• [WHAT TO DO]:
(1) Can you write out the carbon capture syllabus from "General objectives (Tracks)" to "and societal context." with "teams" switched to "groups"?
(2) Can you carry the carbon capture course syllabus forward from its last line?

--- Start SOURCE PASSAGE ---

Course syllabus

Course syllabus

Last updated: 2023-06-10

 

The societal challenge

Emissions of CO₂ and ensuing global climate change is one major societal challenge. With unchanged present emissions of about 40 Gt_CO2/year, the carbon budgets for the 1.5ºC and 2ºC global warming limits will be exhausted within the near future. Consequently, it is necessary to reduce CO₂ emissions significantly and rapidly. Since approx. 80% of current primary energy use is based on fossil fuels, most of the IPCC emission scenarios that meet the global two-degree limit, require that carbon capture and storage (CCS) is deployed for major industrial sectors, such as heat and power and process industries. Considering the limited time available, it may also be necessary to actually remove carbon from the atmosphere, that is, overshooting the carbon budget at first, followed by removing the excess carbon from the atmosphere. This can be achieved by utilization of biomass together with carbon capture, often referred to as BECCS. In fact, negative emissions on a substantial scale appear to be indispensable to meet the climate targets decided in the Paris agreement. There is currently significant research and development in Sweden and globally to find efficient processes for carbon capture, both at universities and in industry.

 

Goals and aims

The course is part of the Tracks platform of courses at Chalmers, with the general aim of providing students with the possibility to learn about and conduct projects related to current societal and engineering challenges where a cross-disciplinary approach is needed. The course “Carbon capture and storage – pathways to negative emissions” is part of the theme “Emerging technologies” and here you will learn about a wide range of aspects related to carbon capture and storage and also work together with students from other programs in a research project, with the aim to investigate and solve a specific challenge related to CCS and/or negative emissions.  Hence an important goal of the course is to develop skills with respect to working in teams to solve open-ended and interdisciplinary research projects.

 

Learning objectives

The learning objectives of the course are divided into general and specific objectives as given below.

General objectives (Tracks)

After completion of the course, you should:

• be able to critically and creatively identify and/or formulate advanced engineering problems.
• be able to master problems with open solutions spaces which includes being able to handle uncertainties and limited information.
• be able to lead and participate in the development of new products, processes and systems using a holistic approach by following a design process and/or a systematic development process.
• be able to work in multidisciplinary teams and collaborate in teams with different compositions.
• show insights about cultural differences and to be able to work sensitively with them.
• show insights about and deal with the impact of engineering solutions in a global, economic, environmental and societal context.
• be able to identify ethical aspects and discuss and judge their consequences in relation to the specific problem.
• be able to orally and in writing explain and discuss information, problems, methods, design/development processes and solutions.

--- End SOURCE PASSAGE ---
--- Start DATA ---

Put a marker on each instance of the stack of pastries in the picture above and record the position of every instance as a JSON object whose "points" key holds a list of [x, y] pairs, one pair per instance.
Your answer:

--- End DATA ---

• [EXPECTED OUTPUTS]:
(1)
General objectives (Tracks)

After completion of the course, you should:

• be able to critically and creatively identify and/or formulate advanced engineering problems.
• be able to master problems with open solutions spaces which includes being able to handle uncertainties and limited information.
• be able to lead and participate in the development of new products, processes and systems using a holistic approach by following a design process and/or a systematic development process.
• be able to work in multidisciplinary groups and collaborate in groups with different compositions.
• show insights about cultural differences and to be able to work sensitively with them.
• show insights about and deal with the impact of engineering solutions in a global, economic, environmental and societal context.

(2)
Specific objectives

After the completion of the course, you should:

• understand the factors affecting the global carbon budgets for limiting warming to 1.5 ºC and 2.0 ºC and have knowledge of approximate allowable carbon emissions in relation to current anthropogenic emissions.
• understand the main technical and economic challenge with carbon capture processes.
• understand the technical function of the most common carbon capture processes and be able to describe their advantages and limitations.
• understand the importance of heat integration for reducing capture cost in industrial processes.
• understand how hydrogen can be generated from different energy sources and utilized as an energy carrier with no emissions of CO₂.
• understand the main features of a CO₂ transportation system.
• understand the basic geology needed for geological storage and the main mechanisms and identify possible risks and ways to minimize these risks.
• understand the main techniques proposed for achieving negative emissions and understand how Bioenergy with Carbon capture (BECCS) and Direct Air Capture (DAC) functions and their possibilities and challenges.

• to understand main possible strategies for utilization of CO₂ in products and chemicals and the limitations of such usage.
• to understand how Life Cycle Assessment (LCA) can be used to evaluate CCS/BECCS systems.
• understand the policy-related challenges for CCS/BECCS and the level of governance these are best addressed.
• to understand how CCS/BECCS systems could be integrated into a future energy system portfolio.

• be able to critically evaluate and conduct research with respect to a specific challenge related to CCS and discuss the results and implications in relation to other areas, for example, ecological, economic, ethical and societal.

 

 Content of the course

The course is composed of the following main elements,

1. Lectures (28 h), see schedule in Appendix
2. Open-ended group project within CCS and Negative Emissions
3. Industrial seminar (half-day)
4. Lab tour to CCS facilities at Chalmers

Lectures

There are 14 lectures planned within the eight modules,

Module I (M1): Background and “crash course” of important parameters

Module II (M2): Carbon capture technologies and capture in industry

Module III (M3): Hydrogen production with CCS and carbon dioxide utilization

Module IV (M4): Negative emissions and materials for CCS

Module V (M5): Transportation and geological storage

Module VI (M6): Energy systems and life cycle assessment

Module VII (M7): Policy and governance

Module Ⅷ (M8): Summary and project information

These lectures are concentrated to the first part of the course, in order to provide students with the necessary background to complete the projects in a good way. For each lecture there is some required and suggested literature which will be uploaded on the course website (Canvas) prior to the lecture.  In addition, there will be a short content question or exercise coupled with most lectures (12) which need to be completed and passed in order to receive a passing grade on the course. The aim of the content questions is to ensure that the student has grasped and anchored the main content of the lecture/literature.  For each answer which is submitted on time and graded “pass” in the first assessment,  0.5 points will be given which can be used as bonus points for the quiz, see matrix in last appendix for further details on the grading.  If you receive an ”incomplete” on assessment of content question, please resubmit as soon as possible in Canvas.  No re-submissions will be accepted after 9^th of November.

At the end of the lecture series there will be a short in-place quiz of 30 points which will be part of the final grade.  The quiz will be based on lecture content and required reading. A minimum of 50% (15 p) correct answers is needed in order to pass the course which does not include the bonus points from the content questions.

The lectures, assignments and quiz is expected to correspond to roughly 3 cr.

The content question will be posted prior to the lecture. The assignments need to be submitted via Canvas before the beginning of the following module, and adhere to the allowable number of characters, i.e. max. 2000 characters per question, including blanks, i.e. approximately 300 words. In certain cases it may be allowable to exceed this word limit.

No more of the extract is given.